Work task 1: Copy the aquascape forum thread word for word, in full.

Document text:
=-=-=

# Aquascape No. 4 - ADA 90P - Nature's Centerpiece - Pic Progression Page 4



## Bserve (Nov 4, 2012)

Yes!


----------



## Kai808 (Jul 19, 2011)

Can't wait to see the new scape! Hey, I was just wondering... Where do you get your inspiration for your scapes? I really liked that last one.


----------



## mot (Sep 17, 2011)

Nice cleaned up ADA 90P. Took 3 weeks to get everything out and get it cleaned up. Such a pain removing all that moss and critters.










I took advantage of the Petco $1 sale and got a 20 long and cheap metal stand to get everything out of the way for the new scape. There had to be about over 1000 RCS...now what to do with them? Was fun removing them from the 90P. I was baiting them into a net for awhile and after about 5 days of that I had enough. Grabbed the siphon hose and sucked the rest out in about an hour. My back is still sore from bending down to see into the tank looking for the shrimplets. Here is their temp home.










Cleaned the Aquasoil up and dryed it out so its easier to scape with.

=-=-=

Work task 2: Rewrite the entries from their first line to the line with "130L91 144L85 156L88", both included, replacing "rough mask" with "coarse mask" and leaving everything else unchanged. Give only those lines.

Exercise material:
=-=-=

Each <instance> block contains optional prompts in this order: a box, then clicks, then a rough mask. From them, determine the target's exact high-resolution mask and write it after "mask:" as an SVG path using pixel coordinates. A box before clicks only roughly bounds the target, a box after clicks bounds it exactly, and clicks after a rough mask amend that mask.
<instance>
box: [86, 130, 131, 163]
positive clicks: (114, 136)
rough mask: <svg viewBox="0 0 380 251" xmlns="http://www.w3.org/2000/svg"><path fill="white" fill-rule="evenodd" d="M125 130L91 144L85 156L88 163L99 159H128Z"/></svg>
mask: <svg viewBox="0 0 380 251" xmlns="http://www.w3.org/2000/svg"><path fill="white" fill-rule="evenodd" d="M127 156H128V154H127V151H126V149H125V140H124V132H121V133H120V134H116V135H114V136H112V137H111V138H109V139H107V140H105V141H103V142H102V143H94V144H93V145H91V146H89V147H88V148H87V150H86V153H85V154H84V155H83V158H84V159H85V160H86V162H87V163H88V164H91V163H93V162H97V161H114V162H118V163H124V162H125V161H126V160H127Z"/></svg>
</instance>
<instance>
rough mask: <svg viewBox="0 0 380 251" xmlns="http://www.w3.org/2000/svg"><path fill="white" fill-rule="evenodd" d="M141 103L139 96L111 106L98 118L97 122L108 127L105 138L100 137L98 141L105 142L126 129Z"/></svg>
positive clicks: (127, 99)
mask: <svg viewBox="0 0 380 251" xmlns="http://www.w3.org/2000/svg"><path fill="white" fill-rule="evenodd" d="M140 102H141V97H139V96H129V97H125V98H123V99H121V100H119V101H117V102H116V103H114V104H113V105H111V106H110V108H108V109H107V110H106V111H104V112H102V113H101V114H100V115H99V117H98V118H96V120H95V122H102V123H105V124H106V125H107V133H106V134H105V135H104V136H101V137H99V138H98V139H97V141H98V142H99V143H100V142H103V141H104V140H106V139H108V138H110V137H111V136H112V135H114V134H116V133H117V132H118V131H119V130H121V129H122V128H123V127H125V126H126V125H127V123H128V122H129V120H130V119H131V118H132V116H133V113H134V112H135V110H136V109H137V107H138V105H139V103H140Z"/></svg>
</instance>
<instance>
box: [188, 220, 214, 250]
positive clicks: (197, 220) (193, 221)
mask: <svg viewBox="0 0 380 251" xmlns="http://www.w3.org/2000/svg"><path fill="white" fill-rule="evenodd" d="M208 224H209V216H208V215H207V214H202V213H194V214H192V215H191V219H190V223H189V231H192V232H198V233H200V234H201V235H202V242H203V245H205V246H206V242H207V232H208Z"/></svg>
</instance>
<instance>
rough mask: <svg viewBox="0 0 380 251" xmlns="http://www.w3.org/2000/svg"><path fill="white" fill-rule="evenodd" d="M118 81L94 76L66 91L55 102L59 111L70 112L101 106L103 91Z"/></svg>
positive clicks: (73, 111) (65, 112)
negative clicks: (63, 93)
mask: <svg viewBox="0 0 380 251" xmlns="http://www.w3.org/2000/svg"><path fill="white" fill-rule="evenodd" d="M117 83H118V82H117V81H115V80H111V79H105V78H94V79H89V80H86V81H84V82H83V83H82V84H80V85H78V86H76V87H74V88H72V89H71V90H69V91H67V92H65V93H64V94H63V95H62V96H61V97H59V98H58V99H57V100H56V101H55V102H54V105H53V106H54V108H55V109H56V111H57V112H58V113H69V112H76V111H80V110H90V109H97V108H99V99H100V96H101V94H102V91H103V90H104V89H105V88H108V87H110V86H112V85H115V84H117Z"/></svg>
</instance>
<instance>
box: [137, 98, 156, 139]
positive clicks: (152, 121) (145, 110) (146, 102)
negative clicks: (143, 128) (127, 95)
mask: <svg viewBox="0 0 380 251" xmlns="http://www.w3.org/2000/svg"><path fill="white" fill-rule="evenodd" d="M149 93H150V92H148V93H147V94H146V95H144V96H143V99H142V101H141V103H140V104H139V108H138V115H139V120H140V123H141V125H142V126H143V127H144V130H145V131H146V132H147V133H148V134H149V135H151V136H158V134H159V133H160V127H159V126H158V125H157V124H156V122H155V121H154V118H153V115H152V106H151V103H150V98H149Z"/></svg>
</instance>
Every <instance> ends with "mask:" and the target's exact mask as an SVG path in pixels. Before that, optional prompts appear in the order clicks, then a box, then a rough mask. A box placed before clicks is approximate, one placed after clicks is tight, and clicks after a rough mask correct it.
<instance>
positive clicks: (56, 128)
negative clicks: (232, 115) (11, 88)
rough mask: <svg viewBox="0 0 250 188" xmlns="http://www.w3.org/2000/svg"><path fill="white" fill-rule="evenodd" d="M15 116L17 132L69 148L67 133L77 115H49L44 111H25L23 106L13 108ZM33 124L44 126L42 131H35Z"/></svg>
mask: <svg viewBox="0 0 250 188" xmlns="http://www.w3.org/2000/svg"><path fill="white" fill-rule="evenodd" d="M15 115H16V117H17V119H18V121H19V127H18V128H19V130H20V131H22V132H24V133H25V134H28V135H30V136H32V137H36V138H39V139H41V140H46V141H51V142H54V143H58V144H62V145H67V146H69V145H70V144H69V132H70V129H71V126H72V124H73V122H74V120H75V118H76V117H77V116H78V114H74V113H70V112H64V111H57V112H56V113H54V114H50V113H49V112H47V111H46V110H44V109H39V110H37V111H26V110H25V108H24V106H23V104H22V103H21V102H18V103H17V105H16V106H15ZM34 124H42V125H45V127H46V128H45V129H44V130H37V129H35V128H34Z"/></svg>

=-=-=

Written answer 1:
# Aquascape No. 4 - ADA 90P - Nature's Centerpiece - Pic Progression Page 4



## Bserve (Nov 4, 2012)

Yes!


----------



## Kai808 (Jul 19, 2011)

Can't wait to see the new scape! Hey, I was just wondering... Where do you get your inspiration for your scapes? I really liked that last one.


----------



## mot (Sep 17, 2011)

Nice cleaned up ADA 90P. Took 3 weeks to get everything out and get it cleaned up. Such a pain removing all that moss and critters.










I took advantage of the Petco $1 sale and got a 20 long and cheap metal stand to get everything out of the way for the new scape. There had to be about over 1000 RCS...now what to do with them? Was fun removing them from the 90P. I was baiting them into a net for awhile and after about 5 days of that I had enough. Grabbed the siphon hose and sucked the rest out in about an hour. My back is still sore from bending down to see into the tank looking for the shrimplets. Here is their temp home.










Cleaned the Aquasoil up and dryed it out so its easier to scape with.

Written answer 2:
Each <instance> block contains optional prompts in this order: a box, then clicks, then a coarse mask. From them, determine the target's exact high-resolution mask and write it after "mask:" as an SVG path using pixel coordinates. A box before clicks only roughly bounds the target, a box after clicks bounds it exactly, and clicks after a coarse mask amend that mask.
<instance>
box: [86, 130, 131, 163]
positive clicks: (114, 136)
coarse mask: <svg viewBox="0 0 380 251" xmlns="http://www.w3.org/2000/svg"><path fill="white" fill-rule="evenodd" d="M125 130L91 144L85 156L88 163L99 159H128Z"/></svg>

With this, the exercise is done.